But often there’s no need for a trip to the lumberyard or home-supply store. Keep an eye out and you will start seeing potential stakes and trellis materials all over: wooden pallets (whole or pulled apart), discarded lengths of metal pipe, old fencing, even those metal mesh platforms used in bunk beds instead of box springs. Depending on your level of whimsy, old step ladders, chairs with no seat, or other found objects can be pressed into support service—perhaps after painting them a cheerful color.

Aim to put supports in place before planting, or while plants are still small, for best results. Adding supports later may damage roots or tops, but later is often better than never if that’s how life works out. Having an extra set of hands is a good idea if time has gotten away from you and the plants are big and floppy.

Raising the Stakes
A single stick or stake, pounded into the ground far enough to keep it firmly upright, is the most basic support for almost any plant. (Cutting the bottom end of the stake to a point, and/or hammering in a length of metal rod beforehand to start the hole, helps if you’re working with compacted ground). Once the stake’s in place, tie the plant loosely in at a few places, and plan to come back and add another tie every week or so as needed to keep the plant safe and supported as it grows. I prefer to use biodegradable ties, such as natural twine or strips of cotton rags, so I can chuck them in the compost pile with the plant remains after harvesting in the fall. If your stake is shorter than eye level, it is a good idea to putting something over the top so it’s more noticeable: You can buy decorative toppers, but a repurposed can, jar, ornamental bottle, or old tennis ball with a slit cut in it work just as well and keep someone from overlooking the stake and tripping over it. This may sound tacky, but a gardener near me uses cobalt blue bottles and the effect is stunning.

For short vines such as garden peas, try supporting them with “pea brush”— pruned twigs or branches you’ve saved or cut for the purpose. Poke the cut stem of each branch firmly into the soil next to a newly planted seed, and the pea vine will grow up it (use twigs that are taller than the expected height of the vine). Once the crop is harvested, pull the vines and branches together and put them on the compost pile.

Group three or more stakes around a plant, and turn them into a cage by winding twine or weaving a long length of vine around them. For even more stability, tie the top ends of the stakes to each other (a plastic zip or wire tie is a quick and secure option). Floppy perennials like peonies don’t get tall, but the multiple stems often flop distressingly as bloom time approaches. A low stake-and-twine cage put up before the plant gets 6 inches tall will help, especially if you run the twine back and forth across the center as well as around the outside. Once the plant grows through the twine web, you won’t even be able to see it or the stakes, but it will provide the needed volume support that will make the plant look great. A scrap of wire mesh fencing supported with stakes works the same way.

◆ Input records ◆

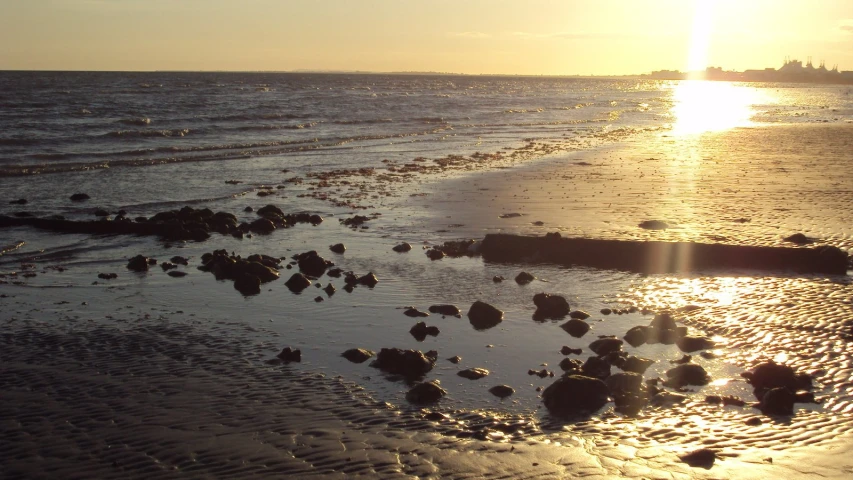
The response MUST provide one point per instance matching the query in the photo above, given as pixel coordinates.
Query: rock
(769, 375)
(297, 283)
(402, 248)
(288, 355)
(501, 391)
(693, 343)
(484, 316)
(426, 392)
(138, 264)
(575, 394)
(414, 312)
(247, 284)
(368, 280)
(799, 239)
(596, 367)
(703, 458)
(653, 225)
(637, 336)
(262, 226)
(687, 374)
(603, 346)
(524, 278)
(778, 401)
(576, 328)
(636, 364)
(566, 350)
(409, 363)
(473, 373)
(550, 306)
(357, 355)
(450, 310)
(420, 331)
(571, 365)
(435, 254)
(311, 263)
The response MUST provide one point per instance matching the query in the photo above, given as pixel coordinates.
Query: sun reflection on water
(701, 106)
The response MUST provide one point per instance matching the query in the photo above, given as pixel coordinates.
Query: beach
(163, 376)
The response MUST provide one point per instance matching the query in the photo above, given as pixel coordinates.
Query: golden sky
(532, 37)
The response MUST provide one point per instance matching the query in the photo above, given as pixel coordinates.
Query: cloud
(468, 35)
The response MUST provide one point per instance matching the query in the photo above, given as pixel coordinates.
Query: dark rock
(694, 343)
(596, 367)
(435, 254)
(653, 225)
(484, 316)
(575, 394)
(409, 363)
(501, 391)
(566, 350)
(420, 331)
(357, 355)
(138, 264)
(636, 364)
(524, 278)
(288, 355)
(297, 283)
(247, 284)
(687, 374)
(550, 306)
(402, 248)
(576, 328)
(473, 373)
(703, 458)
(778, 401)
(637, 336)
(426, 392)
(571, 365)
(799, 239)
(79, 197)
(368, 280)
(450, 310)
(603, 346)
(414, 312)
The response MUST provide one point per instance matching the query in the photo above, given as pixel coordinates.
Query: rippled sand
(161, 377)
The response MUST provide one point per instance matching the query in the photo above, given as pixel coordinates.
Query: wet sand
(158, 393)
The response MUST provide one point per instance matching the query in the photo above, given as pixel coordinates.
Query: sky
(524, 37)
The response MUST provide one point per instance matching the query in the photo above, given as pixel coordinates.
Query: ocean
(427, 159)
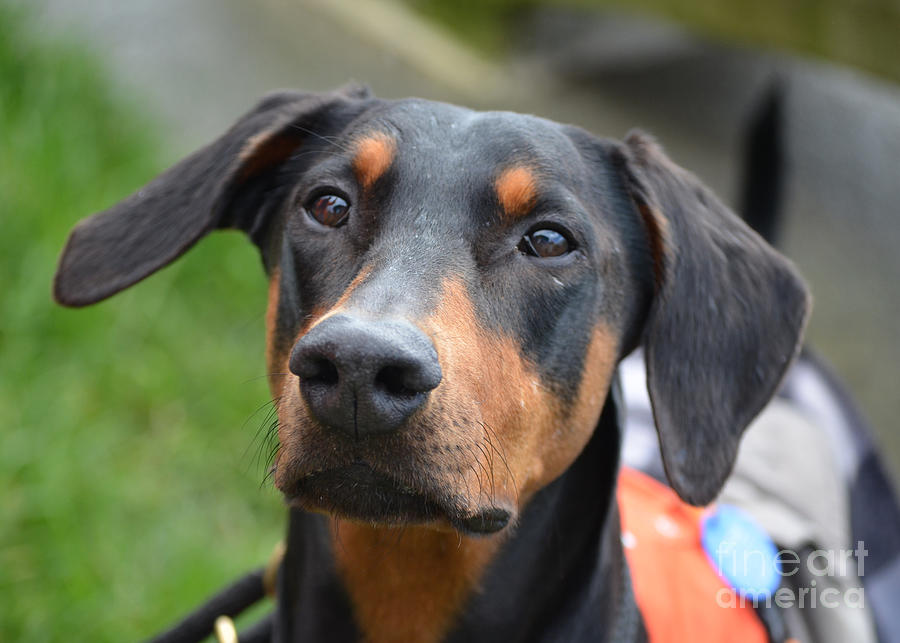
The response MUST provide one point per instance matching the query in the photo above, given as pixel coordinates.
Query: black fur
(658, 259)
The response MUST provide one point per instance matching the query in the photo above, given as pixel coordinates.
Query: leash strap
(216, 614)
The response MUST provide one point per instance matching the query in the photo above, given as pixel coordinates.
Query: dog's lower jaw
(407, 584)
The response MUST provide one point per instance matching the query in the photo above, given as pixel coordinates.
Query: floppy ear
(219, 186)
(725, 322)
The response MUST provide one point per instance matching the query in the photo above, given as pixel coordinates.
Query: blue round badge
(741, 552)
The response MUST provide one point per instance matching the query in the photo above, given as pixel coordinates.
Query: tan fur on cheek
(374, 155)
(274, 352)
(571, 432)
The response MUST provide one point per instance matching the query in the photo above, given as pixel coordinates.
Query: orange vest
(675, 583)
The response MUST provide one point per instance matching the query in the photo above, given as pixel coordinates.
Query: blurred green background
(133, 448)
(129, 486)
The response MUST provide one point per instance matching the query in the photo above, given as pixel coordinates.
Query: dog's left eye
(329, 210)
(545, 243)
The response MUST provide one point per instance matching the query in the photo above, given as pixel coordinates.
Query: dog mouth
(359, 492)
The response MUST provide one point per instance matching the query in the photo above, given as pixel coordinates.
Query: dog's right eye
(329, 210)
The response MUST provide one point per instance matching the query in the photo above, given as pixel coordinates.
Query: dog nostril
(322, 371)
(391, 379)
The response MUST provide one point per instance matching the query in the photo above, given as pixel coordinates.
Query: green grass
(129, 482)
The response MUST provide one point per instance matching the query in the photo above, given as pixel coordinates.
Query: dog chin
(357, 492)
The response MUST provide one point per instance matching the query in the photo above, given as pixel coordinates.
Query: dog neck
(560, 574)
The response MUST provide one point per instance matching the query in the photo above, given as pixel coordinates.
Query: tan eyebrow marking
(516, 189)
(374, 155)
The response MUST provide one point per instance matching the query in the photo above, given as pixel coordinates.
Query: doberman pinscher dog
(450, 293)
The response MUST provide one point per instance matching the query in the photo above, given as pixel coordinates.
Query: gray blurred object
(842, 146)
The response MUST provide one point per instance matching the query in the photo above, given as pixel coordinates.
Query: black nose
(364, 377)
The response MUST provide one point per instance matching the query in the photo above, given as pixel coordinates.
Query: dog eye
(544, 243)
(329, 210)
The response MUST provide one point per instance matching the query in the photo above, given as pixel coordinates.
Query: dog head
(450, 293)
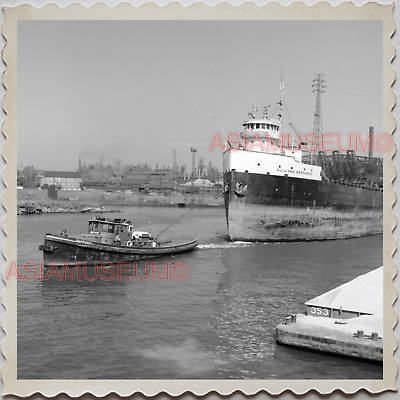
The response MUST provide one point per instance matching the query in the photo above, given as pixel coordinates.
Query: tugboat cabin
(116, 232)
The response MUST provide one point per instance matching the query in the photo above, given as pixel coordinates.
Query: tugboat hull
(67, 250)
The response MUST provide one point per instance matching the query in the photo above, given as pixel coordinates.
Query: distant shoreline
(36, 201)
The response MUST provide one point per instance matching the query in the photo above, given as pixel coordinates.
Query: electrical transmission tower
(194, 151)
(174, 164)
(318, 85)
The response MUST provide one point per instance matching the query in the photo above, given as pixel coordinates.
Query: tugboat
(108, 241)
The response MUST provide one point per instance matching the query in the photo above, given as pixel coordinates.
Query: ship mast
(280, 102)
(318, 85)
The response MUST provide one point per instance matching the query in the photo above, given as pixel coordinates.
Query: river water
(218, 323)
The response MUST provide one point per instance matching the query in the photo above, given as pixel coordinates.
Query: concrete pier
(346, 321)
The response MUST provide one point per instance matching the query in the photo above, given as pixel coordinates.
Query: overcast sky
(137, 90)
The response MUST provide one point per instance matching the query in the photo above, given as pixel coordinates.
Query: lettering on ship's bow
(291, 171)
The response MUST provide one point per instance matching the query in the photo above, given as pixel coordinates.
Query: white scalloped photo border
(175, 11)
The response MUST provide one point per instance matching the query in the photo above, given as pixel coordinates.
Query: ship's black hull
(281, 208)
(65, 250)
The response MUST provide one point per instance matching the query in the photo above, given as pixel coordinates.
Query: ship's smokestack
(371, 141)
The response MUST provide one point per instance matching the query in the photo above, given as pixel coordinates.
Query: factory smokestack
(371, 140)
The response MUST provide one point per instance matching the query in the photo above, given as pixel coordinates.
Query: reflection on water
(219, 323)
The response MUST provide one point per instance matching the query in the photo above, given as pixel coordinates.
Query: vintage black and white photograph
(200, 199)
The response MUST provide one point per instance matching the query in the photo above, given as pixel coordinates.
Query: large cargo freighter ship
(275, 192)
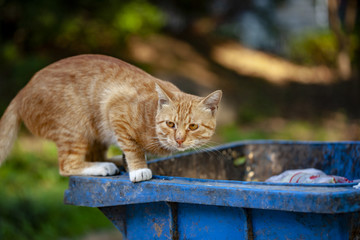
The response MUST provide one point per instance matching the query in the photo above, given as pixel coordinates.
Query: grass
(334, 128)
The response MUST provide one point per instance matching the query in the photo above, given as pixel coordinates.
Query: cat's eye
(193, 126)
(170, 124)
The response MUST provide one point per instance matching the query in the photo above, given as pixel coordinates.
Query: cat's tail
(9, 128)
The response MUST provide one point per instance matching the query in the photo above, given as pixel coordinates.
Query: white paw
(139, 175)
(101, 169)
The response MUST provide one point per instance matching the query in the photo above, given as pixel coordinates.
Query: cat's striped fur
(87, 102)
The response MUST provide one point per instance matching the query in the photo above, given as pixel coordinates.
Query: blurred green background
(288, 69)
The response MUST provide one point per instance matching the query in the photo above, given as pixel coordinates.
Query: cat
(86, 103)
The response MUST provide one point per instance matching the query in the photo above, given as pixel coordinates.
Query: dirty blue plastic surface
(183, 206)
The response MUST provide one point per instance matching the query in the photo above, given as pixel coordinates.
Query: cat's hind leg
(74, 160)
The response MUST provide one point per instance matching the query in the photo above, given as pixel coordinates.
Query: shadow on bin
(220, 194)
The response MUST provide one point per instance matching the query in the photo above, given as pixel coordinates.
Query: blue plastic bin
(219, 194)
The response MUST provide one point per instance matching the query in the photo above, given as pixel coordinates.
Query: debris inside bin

...

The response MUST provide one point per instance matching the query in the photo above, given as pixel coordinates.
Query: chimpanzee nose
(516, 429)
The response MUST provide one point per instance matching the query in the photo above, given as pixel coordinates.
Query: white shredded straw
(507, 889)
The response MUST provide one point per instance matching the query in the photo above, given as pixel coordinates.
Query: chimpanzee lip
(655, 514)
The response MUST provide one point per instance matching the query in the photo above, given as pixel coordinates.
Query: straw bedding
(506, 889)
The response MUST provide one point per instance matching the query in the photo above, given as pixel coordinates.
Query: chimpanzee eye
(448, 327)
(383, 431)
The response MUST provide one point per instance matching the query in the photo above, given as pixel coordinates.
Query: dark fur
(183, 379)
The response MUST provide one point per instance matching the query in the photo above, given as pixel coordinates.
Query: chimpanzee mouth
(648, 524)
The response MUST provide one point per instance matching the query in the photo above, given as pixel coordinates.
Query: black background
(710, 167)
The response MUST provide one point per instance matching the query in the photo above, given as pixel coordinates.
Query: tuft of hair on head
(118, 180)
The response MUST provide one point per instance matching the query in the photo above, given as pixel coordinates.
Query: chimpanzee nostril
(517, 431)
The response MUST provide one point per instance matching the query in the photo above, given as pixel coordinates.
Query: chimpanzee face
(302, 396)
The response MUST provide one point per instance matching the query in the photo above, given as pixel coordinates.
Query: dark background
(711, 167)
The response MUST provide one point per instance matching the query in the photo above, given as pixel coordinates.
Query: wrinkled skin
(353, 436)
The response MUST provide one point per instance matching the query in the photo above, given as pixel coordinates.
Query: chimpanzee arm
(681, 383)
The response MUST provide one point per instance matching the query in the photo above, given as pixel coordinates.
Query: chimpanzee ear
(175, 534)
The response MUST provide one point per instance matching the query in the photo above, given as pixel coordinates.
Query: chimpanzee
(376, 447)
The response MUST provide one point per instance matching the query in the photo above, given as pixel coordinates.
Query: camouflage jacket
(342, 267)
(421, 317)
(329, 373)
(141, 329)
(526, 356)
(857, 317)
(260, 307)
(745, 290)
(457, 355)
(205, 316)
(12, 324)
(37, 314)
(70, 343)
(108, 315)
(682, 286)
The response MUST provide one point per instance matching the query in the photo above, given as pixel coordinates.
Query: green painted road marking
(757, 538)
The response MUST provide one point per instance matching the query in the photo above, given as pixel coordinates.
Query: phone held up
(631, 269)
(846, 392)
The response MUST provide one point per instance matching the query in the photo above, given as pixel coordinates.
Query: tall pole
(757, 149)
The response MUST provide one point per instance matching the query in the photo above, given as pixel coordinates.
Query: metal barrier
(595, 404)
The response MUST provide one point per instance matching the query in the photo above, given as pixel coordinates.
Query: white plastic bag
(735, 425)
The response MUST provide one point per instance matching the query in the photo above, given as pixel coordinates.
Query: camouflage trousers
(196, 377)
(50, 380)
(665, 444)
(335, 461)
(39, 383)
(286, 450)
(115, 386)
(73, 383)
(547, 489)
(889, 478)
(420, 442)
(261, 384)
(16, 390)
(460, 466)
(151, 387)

◆ Complete the following ◆
[1] Locate every line of the rows that holds the string "dark", and copy each of those lines out, treating uppercase and lowercase as different.
[2] Proceed with the text on staking and supporting garden plants, picking up right after its last sentence.
The rows are unrelated to the text on garden plant supports.

◆ Answers to the exercises ◆
[1]
Query: dark rock
Query: dark fur
Query: dark background

[2]
Supporting the Fruits of Your Vines
While you can let just any vegetable sprawl on the ground, keeping your tomatoes, beans, cucumbers, melons, and many other veggies off the ground will help keep them from rotting, prevent nibbling by rodents or slugs, and protect them from being stepped on—while keeping more leaves in the sun. You can do better than the standard “tomato cages” you see in stores. Many gardeners swear by homemade cages made from very heavy wire mesh. Just choose a mesh with openings large enough for you to get your hand through while holding a plump tomato! One sturdy and affordable product is the mesh sold for reinforcing cement slabs. You can buy it in rolls at building supply stores. Cut it into 5- to 6-foot sections with a bolt cutter (rent one for half a day if you are making more than a few cages) or hacksaw, roll each section into a tube shape, and fold the cut ends over to link the edges firmly. Some gardeners snip off the bottom wire to leave a ring of wire “legs” to press into the soil. These will last many years, even if kept in the garden over the winter.

One interesting way to support tomatoes is a teepee of 8-foot poles centered over the plant (sink the bottoms of the poles 6 inches or so into the soil). Tie a length of twine to the top of the tripod, and secure the other end of the twine to a short stake firmly inserted next to the plant. As the plant grows, spiral the string around the main stem to support it. This is quite slick, as the increasing weight of the plant pulls down on the twine and actually makes the teepee more stable. Wrap more twine around the teepee poles to create a cage, and your tomato plant should be very happy as its growing branches find the twine to lean on.

That teepee method is also great for supporting pole beans. I wouldn’t use poles longer than 7 or maybe 8 feet, though—certainly the beans can grow taller than that, but you will end up needing a step ladder to pick them toward the end of the season (unless you have a basketball star in the family—been there, done that). These beans also do fine on a trellis. In either case, you’ll have an easier time cleaning up in the fall if you use natural twine or biodegradable mesh so you can put everything in the compost pile with the old vines—unwinding dead vines from wire mesh at the end of the season is a drag.

One quick way to make a trellis is to string some wire fencing between metal fence posts. Or you can build wooden frames and staple some mesh or string twine across them. A pair of wooden pallets can be screwed together into an A-shaped trellis that will stand on its own (attach scrap wood for support if needed) for vines to ramble over. Vertical trellises are fine, but setting them at an angle can be even better, as the fruits or veggies will tend to hang down underneath for easy picking. And you can use the shaded area beneath the trellis to plant greens in the heat of the summer. For trellising large-fruited squashes and melons, you will need to make little hammocks out of cloth for each fruit (old nylon stockings are great for this) when they are just starting to swell, or they may part company with the vine before they are ripe.

There are as many ways to support plants as there are imaginative gardeners. What’s the most creative or most successful idea you’ve come up with?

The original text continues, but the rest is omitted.